- [What is needed] Copy out, exactly as written, only the line containing "the window shown" and the lines after it through the end of the records.
(begin)
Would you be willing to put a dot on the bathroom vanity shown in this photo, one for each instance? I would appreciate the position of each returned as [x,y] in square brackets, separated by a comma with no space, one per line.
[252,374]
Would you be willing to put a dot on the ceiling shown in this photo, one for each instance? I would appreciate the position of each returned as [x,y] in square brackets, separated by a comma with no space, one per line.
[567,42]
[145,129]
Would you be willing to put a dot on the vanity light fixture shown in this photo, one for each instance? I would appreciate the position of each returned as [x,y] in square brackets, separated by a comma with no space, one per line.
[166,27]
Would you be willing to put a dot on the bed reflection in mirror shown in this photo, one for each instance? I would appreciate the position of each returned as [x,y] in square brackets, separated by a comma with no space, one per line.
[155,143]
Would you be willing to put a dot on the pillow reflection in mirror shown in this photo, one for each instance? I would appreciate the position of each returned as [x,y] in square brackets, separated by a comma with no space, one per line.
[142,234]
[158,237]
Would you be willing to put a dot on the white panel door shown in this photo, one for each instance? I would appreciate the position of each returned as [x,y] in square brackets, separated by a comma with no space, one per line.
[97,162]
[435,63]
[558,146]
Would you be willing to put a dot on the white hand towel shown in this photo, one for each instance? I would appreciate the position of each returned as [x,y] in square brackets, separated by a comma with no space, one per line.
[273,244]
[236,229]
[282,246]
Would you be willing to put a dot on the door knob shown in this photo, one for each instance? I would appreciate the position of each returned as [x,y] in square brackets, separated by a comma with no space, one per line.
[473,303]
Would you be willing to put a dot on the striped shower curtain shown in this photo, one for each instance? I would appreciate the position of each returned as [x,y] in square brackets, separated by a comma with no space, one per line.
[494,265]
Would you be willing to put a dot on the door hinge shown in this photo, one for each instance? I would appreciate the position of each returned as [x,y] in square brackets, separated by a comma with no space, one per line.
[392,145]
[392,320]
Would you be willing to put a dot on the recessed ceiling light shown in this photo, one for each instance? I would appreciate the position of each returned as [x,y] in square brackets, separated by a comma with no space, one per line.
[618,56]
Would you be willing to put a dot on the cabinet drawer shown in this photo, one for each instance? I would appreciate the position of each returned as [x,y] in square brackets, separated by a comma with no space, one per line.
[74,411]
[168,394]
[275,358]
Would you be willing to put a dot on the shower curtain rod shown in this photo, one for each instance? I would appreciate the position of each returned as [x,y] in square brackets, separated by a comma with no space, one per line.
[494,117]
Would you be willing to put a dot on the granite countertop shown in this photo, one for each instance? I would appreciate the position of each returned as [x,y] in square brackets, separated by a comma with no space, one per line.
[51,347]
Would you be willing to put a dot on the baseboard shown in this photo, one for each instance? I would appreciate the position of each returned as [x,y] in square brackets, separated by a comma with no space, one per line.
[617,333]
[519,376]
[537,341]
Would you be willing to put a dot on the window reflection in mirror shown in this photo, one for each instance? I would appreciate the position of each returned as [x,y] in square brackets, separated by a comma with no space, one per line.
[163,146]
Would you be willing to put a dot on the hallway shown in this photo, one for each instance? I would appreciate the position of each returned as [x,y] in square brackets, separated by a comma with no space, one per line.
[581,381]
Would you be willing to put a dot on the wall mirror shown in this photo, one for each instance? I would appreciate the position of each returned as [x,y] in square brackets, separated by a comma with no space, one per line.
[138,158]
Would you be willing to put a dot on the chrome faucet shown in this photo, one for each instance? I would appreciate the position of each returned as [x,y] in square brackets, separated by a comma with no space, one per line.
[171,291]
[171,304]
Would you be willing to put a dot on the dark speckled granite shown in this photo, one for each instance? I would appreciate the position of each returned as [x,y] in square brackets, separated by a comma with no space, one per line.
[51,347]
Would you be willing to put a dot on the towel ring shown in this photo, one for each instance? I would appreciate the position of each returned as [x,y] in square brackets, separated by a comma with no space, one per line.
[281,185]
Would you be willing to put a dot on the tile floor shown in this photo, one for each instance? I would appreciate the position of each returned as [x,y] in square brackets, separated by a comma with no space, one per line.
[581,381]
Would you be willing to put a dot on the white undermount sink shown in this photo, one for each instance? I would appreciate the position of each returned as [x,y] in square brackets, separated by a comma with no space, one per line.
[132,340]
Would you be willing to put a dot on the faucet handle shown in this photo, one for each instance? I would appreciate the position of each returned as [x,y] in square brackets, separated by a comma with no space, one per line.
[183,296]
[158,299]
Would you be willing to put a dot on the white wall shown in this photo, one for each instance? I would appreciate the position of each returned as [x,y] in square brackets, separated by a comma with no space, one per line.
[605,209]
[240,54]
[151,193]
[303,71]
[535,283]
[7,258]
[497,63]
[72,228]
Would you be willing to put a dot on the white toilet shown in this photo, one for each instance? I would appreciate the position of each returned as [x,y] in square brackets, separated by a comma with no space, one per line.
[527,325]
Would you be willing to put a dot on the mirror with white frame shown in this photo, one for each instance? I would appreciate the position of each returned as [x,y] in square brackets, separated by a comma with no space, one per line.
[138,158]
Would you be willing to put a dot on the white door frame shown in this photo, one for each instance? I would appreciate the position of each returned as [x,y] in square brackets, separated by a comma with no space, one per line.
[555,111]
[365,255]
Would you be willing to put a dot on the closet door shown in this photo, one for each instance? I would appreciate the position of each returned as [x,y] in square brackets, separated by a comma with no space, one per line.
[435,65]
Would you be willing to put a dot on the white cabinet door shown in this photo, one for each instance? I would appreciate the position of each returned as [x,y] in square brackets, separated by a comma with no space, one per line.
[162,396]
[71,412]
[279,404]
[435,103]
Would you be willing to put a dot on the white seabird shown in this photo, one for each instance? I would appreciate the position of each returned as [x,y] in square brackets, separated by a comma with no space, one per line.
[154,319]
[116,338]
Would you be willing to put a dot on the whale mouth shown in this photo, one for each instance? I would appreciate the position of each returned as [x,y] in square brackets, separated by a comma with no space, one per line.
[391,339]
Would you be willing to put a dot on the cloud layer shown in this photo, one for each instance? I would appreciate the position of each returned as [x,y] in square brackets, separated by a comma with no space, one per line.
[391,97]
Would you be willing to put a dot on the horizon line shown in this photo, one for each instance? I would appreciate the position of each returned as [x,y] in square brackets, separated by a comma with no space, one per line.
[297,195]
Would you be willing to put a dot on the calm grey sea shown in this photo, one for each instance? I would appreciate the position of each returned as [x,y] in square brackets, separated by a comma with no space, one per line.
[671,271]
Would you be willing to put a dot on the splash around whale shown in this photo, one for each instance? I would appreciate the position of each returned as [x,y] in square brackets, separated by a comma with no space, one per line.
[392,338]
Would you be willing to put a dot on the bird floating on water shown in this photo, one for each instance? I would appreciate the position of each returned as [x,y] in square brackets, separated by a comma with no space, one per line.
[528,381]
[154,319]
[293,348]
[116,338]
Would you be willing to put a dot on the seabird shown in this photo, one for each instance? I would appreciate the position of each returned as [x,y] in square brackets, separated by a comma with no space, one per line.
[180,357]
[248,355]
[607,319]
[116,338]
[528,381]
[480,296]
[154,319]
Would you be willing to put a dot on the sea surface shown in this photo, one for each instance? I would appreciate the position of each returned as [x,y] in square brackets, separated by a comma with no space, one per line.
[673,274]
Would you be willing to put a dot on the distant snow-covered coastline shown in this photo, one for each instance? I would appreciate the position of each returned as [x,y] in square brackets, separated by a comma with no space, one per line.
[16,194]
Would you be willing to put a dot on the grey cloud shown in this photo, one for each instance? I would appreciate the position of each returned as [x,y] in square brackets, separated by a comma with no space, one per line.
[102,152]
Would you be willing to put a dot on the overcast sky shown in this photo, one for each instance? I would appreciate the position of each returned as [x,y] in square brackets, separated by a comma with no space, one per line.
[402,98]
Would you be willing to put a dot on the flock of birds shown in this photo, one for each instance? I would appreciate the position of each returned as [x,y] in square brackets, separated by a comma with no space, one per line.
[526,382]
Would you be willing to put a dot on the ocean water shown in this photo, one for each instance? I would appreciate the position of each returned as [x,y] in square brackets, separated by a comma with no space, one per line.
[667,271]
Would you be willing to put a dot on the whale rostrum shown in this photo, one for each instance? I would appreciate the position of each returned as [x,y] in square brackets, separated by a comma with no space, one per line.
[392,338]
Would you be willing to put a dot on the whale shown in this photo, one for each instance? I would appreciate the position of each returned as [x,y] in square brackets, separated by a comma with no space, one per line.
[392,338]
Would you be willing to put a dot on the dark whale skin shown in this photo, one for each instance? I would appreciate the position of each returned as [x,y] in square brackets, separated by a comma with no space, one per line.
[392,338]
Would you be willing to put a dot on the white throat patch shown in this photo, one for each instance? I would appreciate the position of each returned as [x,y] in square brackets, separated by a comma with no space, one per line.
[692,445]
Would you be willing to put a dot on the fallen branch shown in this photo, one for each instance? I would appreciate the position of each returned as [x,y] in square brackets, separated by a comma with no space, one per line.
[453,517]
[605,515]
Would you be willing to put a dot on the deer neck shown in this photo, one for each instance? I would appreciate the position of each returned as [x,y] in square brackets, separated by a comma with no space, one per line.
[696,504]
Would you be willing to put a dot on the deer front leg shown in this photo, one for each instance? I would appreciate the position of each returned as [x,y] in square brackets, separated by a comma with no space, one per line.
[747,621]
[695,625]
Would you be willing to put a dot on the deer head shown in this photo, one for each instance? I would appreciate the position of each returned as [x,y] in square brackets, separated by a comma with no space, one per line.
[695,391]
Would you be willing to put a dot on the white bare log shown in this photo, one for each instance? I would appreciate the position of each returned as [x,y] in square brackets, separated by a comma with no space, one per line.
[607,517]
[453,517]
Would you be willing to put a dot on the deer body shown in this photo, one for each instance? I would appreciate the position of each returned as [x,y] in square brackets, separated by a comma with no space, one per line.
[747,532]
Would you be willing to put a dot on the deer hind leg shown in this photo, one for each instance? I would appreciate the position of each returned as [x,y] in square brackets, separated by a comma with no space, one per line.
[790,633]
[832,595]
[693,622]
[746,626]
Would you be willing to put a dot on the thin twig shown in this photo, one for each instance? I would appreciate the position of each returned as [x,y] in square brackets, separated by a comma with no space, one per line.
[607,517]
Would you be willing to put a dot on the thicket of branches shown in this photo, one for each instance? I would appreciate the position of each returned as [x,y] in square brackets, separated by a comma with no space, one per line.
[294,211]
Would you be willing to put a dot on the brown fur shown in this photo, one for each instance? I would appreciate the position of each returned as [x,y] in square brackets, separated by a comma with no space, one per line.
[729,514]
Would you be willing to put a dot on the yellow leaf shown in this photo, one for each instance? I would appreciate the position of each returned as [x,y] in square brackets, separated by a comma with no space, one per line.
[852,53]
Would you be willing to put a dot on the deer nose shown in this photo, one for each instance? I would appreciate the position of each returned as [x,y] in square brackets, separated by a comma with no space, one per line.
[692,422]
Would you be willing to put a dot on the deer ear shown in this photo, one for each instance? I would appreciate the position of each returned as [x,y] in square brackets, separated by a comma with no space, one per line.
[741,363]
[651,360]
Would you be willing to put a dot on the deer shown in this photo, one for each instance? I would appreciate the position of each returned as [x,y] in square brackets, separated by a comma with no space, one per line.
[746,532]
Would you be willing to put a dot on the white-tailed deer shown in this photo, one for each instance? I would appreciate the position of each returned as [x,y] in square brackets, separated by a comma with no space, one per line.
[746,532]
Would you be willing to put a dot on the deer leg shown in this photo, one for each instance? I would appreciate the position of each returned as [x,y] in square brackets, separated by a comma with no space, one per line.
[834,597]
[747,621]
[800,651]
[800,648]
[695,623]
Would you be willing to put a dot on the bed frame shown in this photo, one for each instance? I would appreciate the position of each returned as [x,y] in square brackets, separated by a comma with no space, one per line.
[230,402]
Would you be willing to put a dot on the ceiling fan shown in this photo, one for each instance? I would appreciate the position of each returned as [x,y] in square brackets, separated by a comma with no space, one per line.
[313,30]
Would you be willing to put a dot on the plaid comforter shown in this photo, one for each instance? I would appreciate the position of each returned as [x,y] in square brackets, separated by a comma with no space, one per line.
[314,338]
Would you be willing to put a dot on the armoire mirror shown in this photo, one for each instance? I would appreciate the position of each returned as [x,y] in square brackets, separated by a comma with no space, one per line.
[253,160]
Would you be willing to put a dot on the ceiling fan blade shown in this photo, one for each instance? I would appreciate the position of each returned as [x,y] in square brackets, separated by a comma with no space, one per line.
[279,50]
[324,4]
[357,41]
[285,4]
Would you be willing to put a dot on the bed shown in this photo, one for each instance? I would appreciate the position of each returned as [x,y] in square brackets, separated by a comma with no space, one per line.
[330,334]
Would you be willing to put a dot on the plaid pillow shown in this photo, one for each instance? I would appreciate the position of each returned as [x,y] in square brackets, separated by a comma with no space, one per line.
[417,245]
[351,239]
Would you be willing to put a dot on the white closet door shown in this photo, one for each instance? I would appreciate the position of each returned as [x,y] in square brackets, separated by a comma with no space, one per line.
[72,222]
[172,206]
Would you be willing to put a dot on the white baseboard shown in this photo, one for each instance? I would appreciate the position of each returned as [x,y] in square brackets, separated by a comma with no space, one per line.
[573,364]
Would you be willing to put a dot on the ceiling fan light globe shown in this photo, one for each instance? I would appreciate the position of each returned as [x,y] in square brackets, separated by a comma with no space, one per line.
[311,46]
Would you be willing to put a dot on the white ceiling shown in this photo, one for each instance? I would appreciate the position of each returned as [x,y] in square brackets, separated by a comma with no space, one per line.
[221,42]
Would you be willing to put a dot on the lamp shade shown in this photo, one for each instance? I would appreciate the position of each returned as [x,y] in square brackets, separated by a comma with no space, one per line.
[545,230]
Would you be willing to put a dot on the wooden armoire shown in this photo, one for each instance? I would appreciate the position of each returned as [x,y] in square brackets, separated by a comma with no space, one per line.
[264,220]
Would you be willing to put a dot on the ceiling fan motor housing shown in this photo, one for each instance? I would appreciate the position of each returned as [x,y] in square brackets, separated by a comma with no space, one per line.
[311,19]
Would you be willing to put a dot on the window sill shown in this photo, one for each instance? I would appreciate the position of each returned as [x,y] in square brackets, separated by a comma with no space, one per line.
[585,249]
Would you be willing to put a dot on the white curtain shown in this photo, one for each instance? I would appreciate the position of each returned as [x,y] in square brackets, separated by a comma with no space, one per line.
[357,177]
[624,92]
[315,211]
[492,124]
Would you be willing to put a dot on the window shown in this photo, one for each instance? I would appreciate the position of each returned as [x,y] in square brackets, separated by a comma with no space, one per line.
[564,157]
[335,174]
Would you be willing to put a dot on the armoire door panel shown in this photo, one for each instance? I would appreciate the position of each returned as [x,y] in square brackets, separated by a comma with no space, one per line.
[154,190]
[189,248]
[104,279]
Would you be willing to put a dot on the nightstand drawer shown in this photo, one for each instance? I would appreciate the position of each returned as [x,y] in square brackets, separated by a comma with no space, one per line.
(end)
- [Answer below]
Would you be willing to put a dot on the window shown in this photo, one for each instance? I would appreciate the position of each returned as [x,y] in square brackets, separated by a comma with no space, one per line.
[564,157]
[335,174]
Would you be willing to put a dot on the armoire door panel shown in this photo, one for each instance? I would appreciate the position of each returned as [x,y] in square brackets, separated by a comma with no space, one per line.
[154,190]
[189,248]
[104,279]
Would you be willing to put a dot on the nightstand drawer shown in this photo, one for each instance? I would appreciate the position of each returned as [x,y] in square brackets, separated by a comma with no space, one per line.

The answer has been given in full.